> Complete the following
• a. List every person named in the news report below.
• b. According to the news report below, why did the IMA seek an explanation from Dr Srinivasan? Answer in one to three sentences.
• c. From the news report below, copy word for word the passage that opens with "Thiruvananthapuram: The recent" and closes with "bed in 2009.".

### Passage

Thiruvananthapuram: The recent canonisation of Keralite nun Mariam Thresia by Pope Francis has enthralled her devotees the world over, but a medical doctor who reportedly certified the miraculous healing performed by her on a newborn child has landed in trouble.
The Indian Medical Association (IMA)'s Kerala unit has asked its ethics committee to probe the testimony by Dr V K Srinivasan, a senior pediatrician with the Thrissur-based Amala Institute of Medical Sciences and sought an explanation from him, considering it as an "ethical violation".
There were media reports that a new born baby, named Christopher, who was suffering from acute respiratory illness, had recovered after his grandmother put the relic of Mariam Thresia on his hospital bed in 2009.
The "miraculous" recovery of the child was later testified by Dr Srinivasan, based on which the Vatican had upheld her sainthood, the reports said.
Verified miracle is one of the criteria for a person to be elevated to the sainthood by the Vatican.
Dr N Sulfi, state secretary, IMA, said the probe was initiated after the doctors' community in the state sharply criticised the reported testimony.
"Inquiry procedure is going on. We had a preliminary sitting on Sunday. We are yet to get the report. The doctor is just back from Rome after attending the canonisation ceremony," Dr Sulfi told PTI.
While making it clear that IMA was not against matters of any faith, he said a doctor has the moral responsibility to explain any such certification in a scientific manner.
"Belief is the right of an individual or a community. It purely depends on them whether to have faith or not.
IMA has no role in it. Our only concern is regarding scientific matters. We have sought the explanation as several people, including doctors, have raised strong reservation over the reported violation of the scientific aspect in this matter," he said.
Dr Sulfi said the explanation was sought based on media reports and they were yet to know if Dr Srinivasan had in fact made any such certification.

######
### Material supplied

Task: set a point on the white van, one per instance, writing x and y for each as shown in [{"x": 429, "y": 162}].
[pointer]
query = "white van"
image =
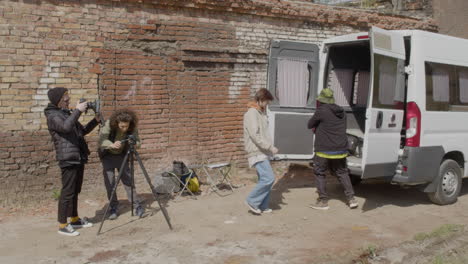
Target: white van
[{"x": 405, "y": 93}]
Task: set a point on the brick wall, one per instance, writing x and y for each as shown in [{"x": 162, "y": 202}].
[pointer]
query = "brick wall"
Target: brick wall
[{"x": 187, "y": 67}]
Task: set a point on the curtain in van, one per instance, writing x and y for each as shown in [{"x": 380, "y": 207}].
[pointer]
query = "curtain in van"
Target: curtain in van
[
  {"x": 293, "y": 82},
  {"x": 362, "y": 88},
  {"x": 387, "y": 81},
  {"x": 463, "y": 85},
  {"x": 341, "y": 83},
  {"x": 440, "y": 85}
]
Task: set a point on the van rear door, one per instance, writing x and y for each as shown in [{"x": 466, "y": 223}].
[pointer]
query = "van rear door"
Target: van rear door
[
  {"x": 384, "y": 114},
  {"x": 292, "y": 79}
]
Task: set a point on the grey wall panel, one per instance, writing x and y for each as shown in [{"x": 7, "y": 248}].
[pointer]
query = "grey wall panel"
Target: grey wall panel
[{"x": 292, "y": 135}]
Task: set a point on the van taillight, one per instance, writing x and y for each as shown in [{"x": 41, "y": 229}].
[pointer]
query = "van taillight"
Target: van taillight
[{"x": 413, "y": 125}]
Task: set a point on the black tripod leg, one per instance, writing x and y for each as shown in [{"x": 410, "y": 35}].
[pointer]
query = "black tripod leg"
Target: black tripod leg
[
  {"x": 132, "y": 171},
  {"x": 163, "y": 209},
  {"x": 113, "y": 190}
]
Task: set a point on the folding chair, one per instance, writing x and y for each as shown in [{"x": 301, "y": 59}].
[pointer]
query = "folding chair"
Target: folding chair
[
  {"x": 179, "y": 180},
  {"x": 222, "y": 175}
]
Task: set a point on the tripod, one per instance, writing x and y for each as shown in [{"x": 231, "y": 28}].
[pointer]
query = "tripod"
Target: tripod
[{"x": 129, "y": 156}]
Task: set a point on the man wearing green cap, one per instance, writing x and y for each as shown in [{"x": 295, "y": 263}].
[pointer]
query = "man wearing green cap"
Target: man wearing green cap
[{"x": 329, "y": 125}]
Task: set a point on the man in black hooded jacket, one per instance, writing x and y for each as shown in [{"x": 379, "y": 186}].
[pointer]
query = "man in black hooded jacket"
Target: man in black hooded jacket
[
  {"x": 71, "y": 152},
  {"x": 329, "y": 125}
]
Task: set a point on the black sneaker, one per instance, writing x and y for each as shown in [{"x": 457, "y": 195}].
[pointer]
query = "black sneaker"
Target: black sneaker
[
  {"x": 81, "y": 223},
  {"x": 139, "y": 211},
  {"x": 113, "y": 214},
  {"x": 68, "y": 231},
  {"x": 320, "y": 205},
  {"x": 352, "y": 203}
]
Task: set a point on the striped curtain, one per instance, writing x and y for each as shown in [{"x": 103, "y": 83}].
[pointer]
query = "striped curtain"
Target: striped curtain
[
  {"x": 293, "y": 82},
  {"x": 440, "y": 85},
  {"x": 463, "y": 82},
  {"x": 362, "y": 88}
]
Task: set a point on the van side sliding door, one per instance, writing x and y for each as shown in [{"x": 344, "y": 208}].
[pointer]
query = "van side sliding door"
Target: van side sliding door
[
  {"x": 292, "y": 79},
  {"x": 384, "y": 114}
]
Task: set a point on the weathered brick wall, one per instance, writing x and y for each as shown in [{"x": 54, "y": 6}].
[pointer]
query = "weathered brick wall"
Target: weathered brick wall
[
  {"x": 452, "y": 17},
  {"x": 187, "y": 67}
]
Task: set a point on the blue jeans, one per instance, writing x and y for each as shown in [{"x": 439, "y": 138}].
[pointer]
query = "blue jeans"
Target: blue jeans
[{"x": 259, "y": 197}]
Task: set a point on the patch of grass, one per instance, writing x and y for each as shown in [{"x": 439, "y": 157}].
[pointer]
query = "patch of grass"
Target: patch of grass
[
  {"x": 442, "y": 231},
  {"x": 55, "y": 194},
  {"x": 372, "y": 251},
  {"x": 368, "y": 3},
  {"x": 438, "y": 260}
]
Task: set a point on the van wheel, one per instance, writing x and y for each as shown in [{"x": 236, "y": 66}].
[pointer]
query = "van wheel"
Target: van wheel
[
  {"x": 355, "y": 179},
  {"x": 449, "y": 185}
]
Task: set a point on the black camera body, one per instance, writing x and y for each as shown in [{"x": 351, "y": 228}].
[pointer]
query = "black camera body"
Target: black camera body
[
  {"x": 95, "y": 105},
  {"x": 131, "y": 139}
]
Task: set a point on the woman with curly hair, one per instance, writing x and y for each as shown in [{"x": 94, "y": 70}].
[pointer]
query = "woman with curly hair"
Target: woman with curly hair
[{"x": 112, "y": 150}]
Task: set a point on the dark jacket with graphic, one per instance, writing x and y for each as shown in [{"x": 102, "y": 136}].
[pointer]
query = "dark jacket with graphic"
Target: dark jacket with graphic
[
  {"x": 68, "y": 134},
  {"x": 329, "y": 122}
]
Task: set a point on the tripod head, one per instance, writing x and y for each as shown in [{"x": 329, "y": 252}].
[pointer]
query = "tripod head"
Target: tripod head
[{"x": 131, "y": 139}]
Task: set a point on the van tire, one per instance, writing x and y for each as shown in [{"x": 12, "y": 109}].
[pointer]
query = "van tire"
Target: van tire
[{"x": 449, "y": 183}]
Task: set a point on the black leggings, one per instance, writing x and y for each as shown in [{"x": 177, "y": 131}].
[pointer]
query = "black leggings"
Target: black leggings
[{"x": 72, "y": 180}]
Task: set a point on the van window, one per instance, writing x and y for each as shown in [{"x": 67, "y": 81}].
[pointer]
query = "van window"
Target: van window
[
  {"x": 341, "y": 82},
  {"x": 388, "y": 92},
  {"x": 293, "y": 82},
  {"x": 463, "y": 84},
  {"x": 446, "y": 87}
]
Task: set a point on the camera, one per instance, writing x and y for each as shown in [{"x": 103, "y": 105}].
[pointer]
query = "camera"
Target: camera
[
  {"x": 95, "y": 106},
  {"x": 130, "y": 139}
]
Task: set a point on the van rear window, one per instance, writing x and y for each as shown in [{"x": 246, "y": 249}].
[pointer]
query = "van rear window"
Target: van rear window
[
  {"x": 388, "y": 85},
  {"x": 446, "y": 87}
]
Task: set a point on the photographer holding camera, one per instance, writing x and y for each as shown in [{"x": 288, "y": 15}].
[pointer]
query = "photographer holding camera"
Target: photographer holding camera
[
  {"x": 113, "y": 144},
  {"x": 71, "y": 153}
]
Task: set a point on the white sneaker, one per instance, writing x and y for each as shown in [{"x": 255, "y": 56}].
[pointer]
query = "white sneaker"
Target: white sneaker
[
  {"x": 81, "y": 223},
  {"x": 68, "y": 231},
  {"x": 252, "y": 209}
]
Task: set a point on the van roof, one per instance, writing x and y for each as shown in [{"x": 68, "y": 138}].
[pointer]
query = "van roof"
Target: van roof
[{"x": 362, "y": 36}]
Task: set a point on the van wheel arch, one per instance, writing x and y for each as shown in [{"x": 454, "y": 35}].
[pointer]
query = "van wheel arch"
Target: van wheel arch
[{"x": 448, "y": 182}]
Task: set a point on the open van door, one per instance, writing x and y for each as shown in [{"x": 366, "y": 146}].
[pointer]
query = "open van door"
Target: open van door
[
  {"x": 292, "y": 79},
  {"x": 384, "y": 114}
]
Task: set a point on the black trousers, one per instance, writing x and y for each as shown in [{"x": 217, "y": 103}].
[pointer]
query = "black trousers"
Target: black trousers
[
  {"x": 72, "y": 180},
  {"x": 337, "y": 167}
]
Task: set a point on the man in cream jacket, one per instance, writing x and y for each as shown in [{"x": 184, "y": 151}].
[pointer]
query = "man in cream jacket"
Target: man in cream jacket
[{"x": 259, "y": 146}]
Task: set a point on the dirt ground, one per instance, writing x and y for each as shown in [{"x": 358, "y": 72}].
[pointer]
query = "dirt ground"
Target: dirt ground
[{"x": 219, "y": 229}]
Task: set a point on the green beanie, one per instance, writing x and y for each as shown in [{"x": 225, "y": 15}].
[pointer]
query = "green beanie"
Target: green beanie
[{"x": 326, "y": 96}]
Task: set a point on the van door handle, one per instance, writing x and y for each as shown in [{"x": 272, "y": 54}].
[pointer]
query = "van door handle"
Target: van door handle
[{"x": 378, "y": 124}]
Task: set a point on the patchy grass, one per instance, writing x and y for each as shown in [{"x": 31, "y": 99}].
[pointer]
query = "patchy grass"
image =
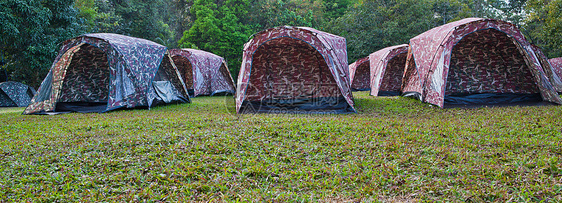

######

> Written answers
• a. Mariam Thresia, Pope Francis, V K Srinivasan, Christopher, N Sulfi

• b. The IMA sought the explanation because several people, including doctors, raised strong reservations over the reported violation of the scientific aspect of the matter. The IMA's position is that a doctor has a moral responsibility to explain any such certification in a scientific manner. It states that its only concern is scientific matters, not faith.

• c.
Thiruvananthapuram: The recent canonisation of Keralite nun Mariam Thresia by Pope Francis has enthralled her devotees the world over, but a medical doctor who reportedly certified the miraculous healing performed by her on a newborn child has landed in trouble.
The Indian Medical Association (IMA)'s Kerala unit has asked its ethics committee to probe the testimony by Dr V K Srinivasan, a senior pediatrician with the Thrissur-based Amala Institute of Medical Sciences and sought an explanation from him, considering it as an "ethical violation".
There were media reports that a new born baby, named Christopher, who was suffering from acute respiratory illness, had recovered after his grandmother put the relic of Mariam Thresia on his hospital bed in 2009.